Schwartz and Nilson then endeavored to write a feature film for Zack. They spent their nights couchsurfing throughout filming, dedicating all of their resources to Peanut Butter Falcon’s creation. When offered a hefty sum to feature an A-list actor to play Zak, they turned it down. “They wrote this for Zack and believed he was the best to play this role, and maintained that they would not cast someone without a disability,” Shelley shared.

Schwartz, Nilson, and Zack spent two years trying to get eyes from the industry on the script, and eventually shot a short video to pitch instead. “People saw Zack had a talent, and that the world of the film had a texture,” Schwartz remembered. Producers and A-list actors then came on board, and Zack's movie was ready for production.

On working with him, Schwartz said,"There were times when we were running scenes by him and seeing what he thought about the character, and Zack would leave with the script for an hour and come back with notes, saying things like ‘it doesn’t make sense that I would approach a scene this way or from that direction, here’s how I want to do it.’”

In fact, Zack improvised many of the film’s most fun moments. When Labeouf’s character, Tyler, asks Zak what rule #1 of being on the run is, he replies “[to] party!” This was not in the script. Neither was a scene where Zak does a dance on the raft after throwing Eleanor’s car keys into the water, ensuring he won’t be institutionalized again any time soon. When I ask Zack about his favorite part in the film, it’s that moment.

We discussed how the film deliberately grounds itself in the reality that people with disabilities experience, which so often includes negligent institutionalization, base assumptions about an individual’s capabilities, and discriminatory language and violent encounters. Schwartz shared that there were moments on set where Zack had to stand up for himself, and where Peanut Butter Falcon’s message really came to life: that it’s not Zack who needed to change, but people needed to change how they thought of and perceived Zack.

“It’s not only about using certain words, but the way you treat a person,” Shelley asserts. One scene in the film particularly illustrates this, when Tyler confronts Eleanor about her over-protectiveness and that although she doesn’t use the r-word, her actions towards Zak say the same thing.

**Source data**
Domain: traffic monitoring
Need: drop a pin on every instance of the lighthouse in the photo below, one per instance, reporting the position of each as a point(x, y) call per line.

**Task details**
Pick up the piece about Zack and the making of Peanut Butter Falcon after its final sentence and continue it.

**Task response**
At one point in our conversation, Zack shared, “Just so you know, I love sports.” His favorites are bowling and basketball. That then led us to a discussion about his stunts, which he performed himself - including the 40ft water dive that originally bonds his character and Tyler. “Talk about self-determination,” his mom quipped.

Zack enthusiastically discussed his many talents - acting, playing sports, dancing. When I asked if there’s anything else we should know, he casually said “oh yeah, I rap.” He loves to freestyle, which was a popular hobby on set with fellow cast members Labeouf and Yelawolf. The whole cast got along so well, “hanging out, talking about our lives, making things, and doing things together,” Zack reminisced. Group hugs and appreciation sessions were quite common on set.

Throughout the press tour for Peanut Butter Falcon, many people with disabilities have approached Zack about how the film has made a difference in their lives. Zack and Shelley shared how a young man on the autism spectrum gave Zack a superhero outfit, saying “I needed to wear this every day to have the courage to live my life. Now your movie gave me the courage and I don’t need this anymore.”



When the experience of living with a disability is so rarely featured on-screen (and when that experience is so often portrayed by non-disabled actors), films like Peanut Butter Falcon push people from outside of the community to see disability differently. Given the film’s success, we can see that there are space and a need for these stories, too. By simply showing another's reality, these stories can powerfully advocate and overturn narrow perceptions of who people with disabilities are and the lives we lead.